[Dataset rows showing where objects appear]
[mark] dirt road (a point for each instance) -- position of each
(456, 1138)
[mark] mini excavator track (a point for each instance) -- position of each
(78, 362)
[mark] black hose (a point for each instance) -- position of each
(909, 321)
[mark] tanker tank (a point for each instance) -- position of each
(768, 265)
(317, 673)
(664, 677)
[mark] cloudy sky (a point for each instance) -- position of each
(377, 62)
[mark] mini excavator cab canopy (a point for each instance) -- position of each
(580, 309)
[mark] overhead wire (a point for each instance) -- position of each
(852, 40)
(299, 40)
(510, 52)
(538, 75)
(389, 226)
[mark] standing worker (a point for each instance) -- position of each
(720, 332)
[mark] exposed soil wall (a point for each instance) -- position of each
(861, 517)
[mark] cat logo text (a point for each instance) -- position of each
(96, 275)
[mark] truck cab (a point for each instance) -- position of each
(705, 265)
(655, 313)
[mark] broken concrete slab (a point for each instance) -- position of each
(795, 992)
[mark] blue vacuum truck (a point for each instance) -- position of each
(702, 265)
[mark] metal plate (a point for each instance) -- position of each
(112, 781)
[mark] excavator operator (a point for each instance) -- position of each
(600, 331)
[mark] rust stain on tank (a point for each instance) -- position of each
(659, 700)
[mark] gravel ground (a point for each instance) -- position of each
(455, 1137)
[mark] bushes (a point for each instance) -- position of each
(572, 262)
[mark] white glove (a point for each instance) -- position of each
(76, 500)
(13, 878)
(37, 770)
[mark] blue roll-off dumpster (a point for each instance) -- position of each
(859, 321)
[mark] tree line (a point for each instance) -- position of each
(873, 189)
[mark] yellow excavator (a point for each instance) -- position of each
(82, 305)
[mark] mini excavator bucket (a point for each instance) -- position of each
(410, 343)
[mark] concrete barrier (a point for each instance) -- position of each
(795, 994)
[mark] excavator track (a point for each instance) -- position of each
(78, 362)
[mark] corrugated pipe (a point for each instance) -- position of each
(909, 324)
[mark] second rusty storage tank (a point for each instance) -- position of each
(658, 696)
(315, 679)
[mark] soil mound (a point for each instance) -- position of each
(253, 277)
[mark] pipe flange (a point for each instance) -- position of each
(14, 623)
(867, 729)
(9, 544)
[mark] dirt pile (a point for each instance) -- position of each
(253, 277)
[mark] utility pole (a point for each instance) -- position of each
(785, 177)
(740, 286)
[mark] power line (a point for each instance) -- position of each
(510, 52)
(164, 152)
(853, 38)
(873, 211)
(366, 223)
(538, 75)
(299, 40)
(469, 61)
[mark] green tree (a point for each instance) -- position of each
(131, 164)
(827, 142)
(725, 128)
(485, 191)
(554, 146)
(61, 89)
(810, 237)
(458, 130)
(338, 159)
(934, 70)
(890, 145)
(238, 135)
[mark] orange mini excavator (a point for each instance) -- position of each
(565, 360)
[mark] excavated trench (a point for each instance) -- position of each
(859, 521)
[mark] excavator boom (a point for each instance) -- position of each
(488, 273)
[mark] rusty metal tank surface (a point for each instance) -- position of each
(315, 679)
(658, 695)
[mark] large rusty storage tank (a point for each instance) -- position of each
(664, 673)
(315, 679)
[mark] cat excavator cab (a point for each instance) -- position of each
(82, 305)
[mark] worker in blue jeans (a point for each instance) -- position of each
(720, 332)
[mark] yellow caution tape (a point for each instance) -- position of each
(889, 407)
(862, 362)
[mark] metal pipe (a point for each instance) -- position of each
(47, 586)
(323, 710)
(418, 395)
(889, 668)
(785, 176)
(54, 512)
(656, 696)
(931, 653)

▶ **Directions**
Update the material so that every "position of each" becomes "location of each", leaving everything else as it is.

▶ **The completed task**
[mark] dirt road (a point for each instance) -- location of each
(456, 1138)
[mark] mini excavator track (a point for each instance) -- location of each
(78, 362)
[mark] black hose (a point for each instance) -- location of each
(909, 321)
[mark] tanker tank (a point for each instance) -- location of each
(768, 265)
(317, 673)
(664, 677)
[mark] cloudy sky (a point for each instance) -- location of each
(377, 62)
[mark] mini excavator cab canopy (a point for each instance) -- location of each
(580, 309)
[mark] overhead wire (a point for each instance) -- location of each
(852, 40)
(299, 40)
(510, 52)
(538, 75)
(389, 226)
[mark] standing worker (a point for each instance) -- location of each
(720, 332)
[mark] exposed soil wall (a point for each instance) -- location of each
(861, 517)
[mark] cat logo text (a point for each instance) -- location of each
(96, 275)
[mark] truck cab (a point for each instance) -- location of each
(705, 265)
(655, 313)
[mark] broken concrete slab (a point for each instance) -- location of each
(795, 992)
[mark] blue vacuum truck (a point for each instance) -- location of each
(702, 265)
[mark] metal plate (a point for each instance) -- location of each
(112, 781)
[mark] excavator operator (a point for each instance) -- location of each
(600, 331)
[mark] rust stain on tank (a point for each instance) -- location of each
(659, 700)
[mark] gravel ground (a point for each instance) -- location of each
(455, 1137)
[mark] bushes (a point for each instance) -- location of each
(572, 262)
[mark] white glove (a point for each instance) -- location of each
(76, 500)
(13, 878)
(37, 770)
[mark] blue roll-off dumpster (a point for each instance) -- location of each
(859, 321)
[mark] tree line (a point for each instance) -- location of each
(873, 189)
[mark] yellow excavator (a point for each instance) -- location of each
(82, 305)
[mark] mini excavator bucket (a point for each instance) -- location of each
(410, 343)
[mark] concrete barrier (a point for each instance) -- location of each
(795, 994)
[mark] excavator track (a point for each instance) -- location of each
(78, 362)
[mark] corrugated pipe (a point for each instance) -- location of each
(909, 324)
[mark] second rusty storage tank (a point for each instance) -- location of each
(658, 696)
(315, 679)
[mark] soil mound (a point for each instance) -- location of each
(253, 277)
[mark] pipe flange (a point for each instance) -- location of each
(14, 623)
(867, 729)
(9, 544)
[mark] dirt pile (a point for each instance) -- location of each
(253, 277)
[mark] utility pole (a point for each instance) -- location of each
(785, 177)
(740, 286)
[mark] power line (a point for each instance) -- location of each
(510, 52)
(164, 152)
(853, 38)
(873, 211)
(366, 223)
(538, 75)
(299, 40)
(469, 61)
[mark] green tree (a point for each instance) -- location of each
(131, 164)
(827, 142)
(725, 128)
(485, 191)
(554, 146)
(61, 89)
(810, 237)
(458, 130)
(338, 159)
(934, 70)
(890, 145)
(238, 135)
[mark] orange mini excavator (a point for each instance) -- location of each
(565, 360)
[mark] excavated trench (a point for each instance) -- location of each
(859, 521)
[mark] excavator boom (a point for each instance) -- location of each
(488, 273)
[mark] rusty metal tank surface (a point for each instance) -- location of each
(315, 679)
(658, 695)
[mark] large rusty storage tank (a point for each instance) -- location of each
(664, 673)
(315, 679)
[mark] cat excavator cab (a point for each instance) -- location of each
(82, 305)
[mark] worker in blue jeans (a point for each instance) -- location of each
(720, 332)
[mark] yellow caution tape (a point for each instance) -- location of each
(889, 407)
(862, 362)
[mark] metal pipe (a point for each instance) -- location of each
(47, 586)
(323, 710)
(418, 395)
(889, 668)
(785, 176)
(54, 512)
(656, 696)
(931, 653)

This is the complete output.